For the word "grass", count the lines of the listing that contain it and give only the count.

Records shown:
* * * * * * * * *
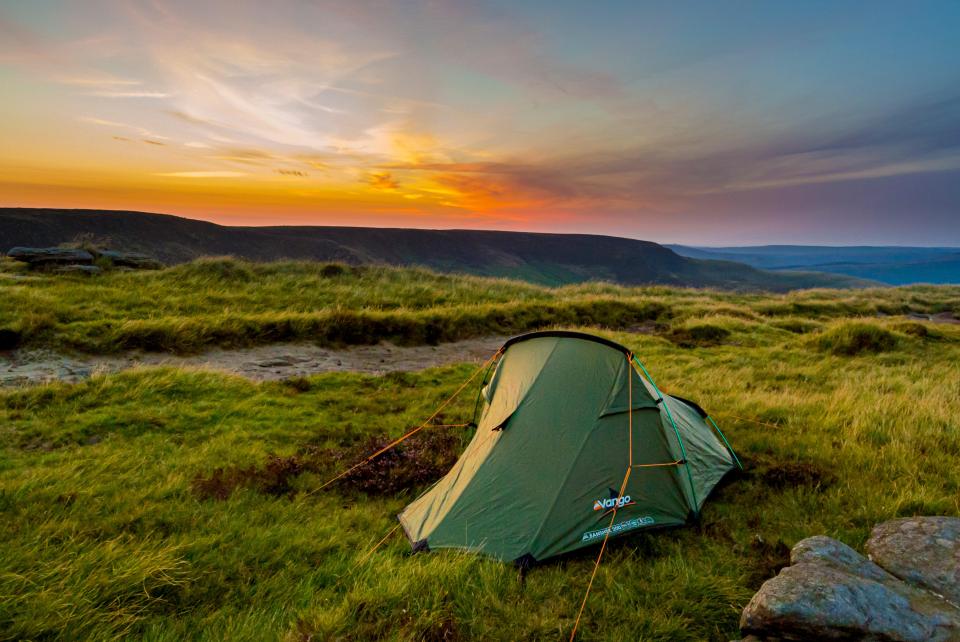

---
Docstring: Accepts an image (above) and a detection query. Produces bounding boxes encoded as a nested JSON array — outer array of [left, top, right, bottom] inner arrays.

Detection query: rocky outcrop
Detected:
[[867, 517, 960, 606], [740, 518, 960, 641], [6, 247, 162, 272], [7, 247, 93, 266], [96, 250, 162, 270], [52, 265, 101, 275]]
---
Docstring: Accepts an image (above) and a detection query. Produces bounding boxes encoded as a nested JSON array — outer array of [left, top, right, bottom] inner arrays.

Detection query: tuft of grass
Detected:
[[769, 317, 822, 334], [668, 322, 731, 348], [168, 255, 257, 282], [814, 321, 901, 356], [893, 321, 939, 340]]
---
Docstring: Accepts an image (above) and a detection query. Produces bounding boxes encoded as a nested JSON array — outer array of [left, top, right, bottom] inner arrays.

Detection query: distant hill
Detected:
[[668, 244, 960, 285], [0, 208, 871, 291]]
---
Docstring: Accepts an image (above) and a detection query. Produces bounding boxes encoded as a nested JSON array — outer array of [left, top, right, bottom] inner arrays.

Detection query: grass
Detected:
[[0, 258, 670, 353], [814, 320, 901, 355], [1, 258, 960, 640], [1, 256, 958, 354]]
* * * * * * * * *
Exercise output:
2